Record excerpts:
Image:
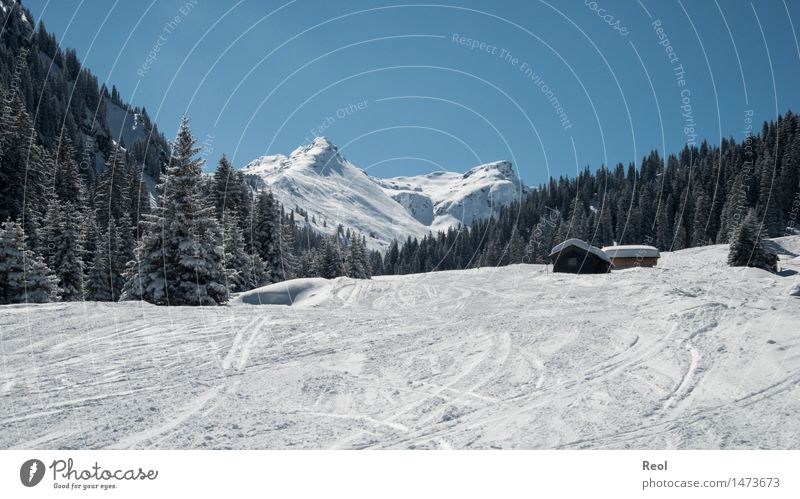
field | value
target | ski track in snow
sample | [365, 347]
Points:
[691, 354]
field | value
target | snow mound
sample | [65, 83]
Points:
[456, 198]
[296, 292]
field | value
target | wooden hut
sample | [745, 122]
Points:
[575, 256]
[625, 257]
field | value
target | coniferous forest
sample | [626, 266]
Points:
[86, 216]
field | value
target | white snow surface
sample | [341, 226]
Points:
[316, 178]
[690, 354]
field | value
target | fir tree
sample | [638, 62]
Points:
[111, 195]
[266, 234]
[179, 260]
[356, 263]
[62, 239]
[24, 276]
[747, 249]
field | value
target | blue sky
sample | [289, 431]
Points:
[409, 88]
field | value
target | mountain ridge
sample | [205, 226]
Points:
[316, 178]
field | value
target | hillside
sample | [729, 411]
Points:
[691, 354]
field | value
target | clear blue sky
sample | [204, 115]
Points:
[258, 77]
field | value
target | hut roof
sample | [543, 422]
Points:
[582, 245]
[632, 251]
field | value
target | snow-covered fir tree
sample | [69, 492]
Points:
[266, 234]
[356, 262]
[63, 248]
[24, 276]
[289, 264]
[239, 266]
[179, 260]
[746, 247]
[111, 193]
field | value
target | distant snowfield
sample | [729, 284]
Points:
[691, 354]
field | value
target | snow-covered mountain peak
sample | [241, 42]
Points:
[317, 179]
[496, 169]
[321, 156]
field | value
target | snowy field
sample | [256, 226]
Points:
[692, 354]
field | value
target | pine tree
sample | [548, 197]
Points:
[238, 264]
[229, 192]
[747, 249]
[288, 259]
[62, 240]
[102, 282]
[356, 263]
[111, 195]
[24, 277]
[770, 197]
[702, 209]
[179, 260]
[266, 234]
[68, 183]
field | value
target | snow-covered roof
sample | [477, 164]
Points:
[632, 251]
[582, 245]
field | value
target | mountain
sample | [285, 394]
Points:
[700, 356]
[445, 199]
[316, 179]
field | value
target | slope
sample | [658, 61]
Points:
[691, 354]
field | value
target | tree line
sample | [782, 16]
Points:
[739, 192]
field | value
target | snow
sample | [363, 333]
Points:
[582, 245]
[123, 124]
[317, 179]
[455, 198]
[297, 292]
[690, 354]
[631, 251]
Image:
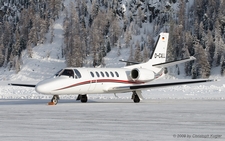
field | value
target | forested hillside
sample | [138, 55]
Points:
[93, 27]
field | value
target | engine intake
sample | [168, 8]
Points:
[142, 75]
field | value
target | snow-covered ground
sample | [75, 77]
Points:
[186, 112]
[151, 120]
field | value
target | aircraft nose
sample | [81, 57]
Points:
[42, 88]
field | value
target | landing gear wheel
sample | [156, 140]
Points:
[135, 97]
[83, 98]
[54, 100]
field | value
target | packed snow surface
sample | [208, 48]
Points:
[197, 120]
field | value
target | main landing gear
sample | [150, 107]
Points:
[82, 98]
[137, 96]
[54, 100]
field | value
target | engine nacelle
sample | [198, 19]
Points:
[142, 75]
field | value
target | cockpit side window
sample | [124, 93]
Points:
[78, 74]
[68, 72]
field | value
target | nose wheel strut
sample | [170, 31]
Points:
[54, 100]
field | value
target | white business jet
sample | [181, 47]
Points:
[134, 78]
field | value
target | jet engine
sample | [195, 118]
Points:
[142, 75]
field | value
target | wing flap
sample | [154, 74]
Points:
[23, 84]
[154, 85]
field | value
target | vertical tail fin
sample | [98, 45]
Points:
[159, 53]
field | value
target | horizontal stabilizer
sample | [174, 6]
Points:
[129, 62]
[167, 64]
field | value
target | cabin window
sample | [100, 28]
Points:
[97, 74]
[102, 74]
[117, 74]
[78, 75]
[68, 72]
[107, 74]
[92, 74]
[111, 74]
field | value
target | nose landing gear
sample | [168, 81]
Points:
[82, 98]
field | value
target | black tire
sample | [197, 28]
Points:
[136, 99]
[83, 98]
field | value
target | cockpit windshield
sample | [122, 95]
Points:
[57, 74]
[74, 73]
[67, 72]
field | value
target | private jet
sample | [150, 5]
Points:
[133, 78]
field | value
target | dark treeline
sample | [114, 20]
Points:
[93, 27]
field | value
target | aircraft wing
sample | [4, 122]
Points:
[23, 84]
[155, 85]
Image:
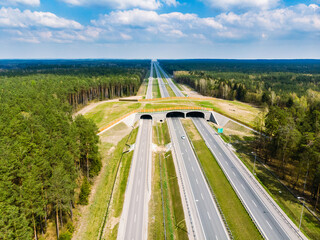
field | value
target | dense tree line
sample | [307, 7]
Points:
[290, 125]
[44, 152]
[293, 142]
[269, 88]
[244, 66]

Work to complete: Identify every line in the data above that contains the string "mountain", and copy each one. Case counts.

The solution:
target | mountain ridge
target | snow-covered mountain peak
target | mountain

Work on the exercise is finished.